▶ EXERCISE PROMPT
Turn every line of the listing below into a numbered list, skipping blank lines and leaving out the pictures.

## Start

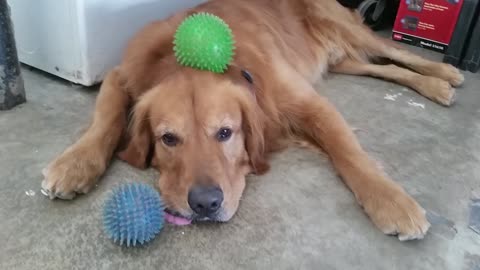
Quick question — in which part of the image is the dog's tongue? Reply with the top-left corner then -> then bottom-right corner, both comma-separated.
165,212 -> 192,226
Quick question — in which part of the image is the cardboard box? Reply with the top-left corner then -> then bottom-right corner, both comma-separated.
392,0 -> 463,53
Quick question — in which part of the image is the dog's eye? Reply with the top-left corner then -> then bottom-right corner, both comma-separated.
162,133 -> 178,146
217,128 -> 232,142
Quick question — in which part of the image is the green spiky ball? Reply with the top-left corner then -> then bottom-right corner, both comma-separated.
173,13 -> 235,73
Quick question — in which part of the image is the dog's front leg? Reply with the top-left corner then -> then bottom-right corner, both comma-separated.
278,81 -> 430,240
42,69 -> 129,199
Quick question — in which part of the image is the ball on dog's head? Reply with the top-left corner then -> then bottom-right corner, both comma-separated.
173,13 -> 235,73
103,183 -> 165,247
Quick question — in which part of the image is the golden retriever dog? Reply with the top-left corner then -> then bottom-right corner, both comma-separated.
42,0 -> 464,240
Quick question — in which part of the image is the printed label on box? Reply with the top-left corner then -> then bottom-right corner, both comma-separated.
392,0 -> 463,52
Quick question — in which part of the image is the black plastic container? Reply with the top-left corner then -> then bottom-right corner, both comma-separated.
460,10 -> 480,72
443,0 -> 479,68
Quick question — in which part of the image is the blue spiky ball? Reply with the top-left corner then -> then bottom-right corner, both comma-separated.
103,183 -> 165,247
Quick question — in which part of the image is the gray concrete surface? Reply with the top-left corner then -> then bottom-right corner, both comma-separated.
0,49 -> 480,270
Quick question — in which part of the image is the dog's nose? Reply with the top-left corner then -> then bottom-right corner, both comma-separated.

## End

▶ RESULT
1. Quick question — in which part of the image is the dog's tongue? Reply with the top-left corner then -> then bottom-right corner, both comma-separated.
2. 165,212 -> 192,226
3. Quick question — in which part of the image is the cardboard box? Reply with the top-left corner then -> then bottom-right corner, both comma-separated.
4. 392,0 -> 463,53
5. Quick question — in which part of the image is the dog's eye? Reply with the top-left corner then -> then bottom-right corner, both comma-separated.
6. 162,133 -> 178,146
7. 217,128 -> 232,142
8. Quick question — in which part of the image is the green spiky ball? Reply with the top-left corner then -> then bottom-right corner, both comma-separated.
9. 173,13 -> 235,73
10. Quick question — in which part of the image is the dog's front leg? Reply with the top-left corner then -> then bottom-right corner, both comma-separated.
11. 278,81 -> 430,240
12. 42,69 -> 129,199
13. Quick question — in which part of the image is the ball on dog's head? Reply with the top-left corner then -> then bottom-right corner, both comma-separated.
14. 173,13 -> 235,73
15. 103,183 -> 165,247
16. Quick question — in which part of the image is the golden retriever dog? Reply with the top-left corner then -> then bottom-right corner, both comma-separated.
17. 42,0 -> 464,240
18. Quick question — in which part of the image is the printed label on box? Reply with the top-left corner then -> then bottom-right corner, both comma-separated.
19. 392,0 -> 463,52
20. Quick question — in which part of the image is the black plastic container? Reply with the top-left corner then -> then bottom-right corner, both comma-separated.
21. 460,10 -> 480,72
22. 443,0 -> 479,68
23. Quick question — in which part of the image is the blue spiky ball? Reply with the top-left corner then -> then bottom-right corner, both comma-separated.
24. 103,183 -> 165,247
25. Quick question — in which part of the image is the gray concrete surface? Reply with the top-left corner then -> then bottom-right corner, both comma-separated.
26. 0,49 -> 480,270
27. Quick question — in which part of the image is the dog's nose? Reply with the top-left corner then -> then bottom-right corner, both comma-separated.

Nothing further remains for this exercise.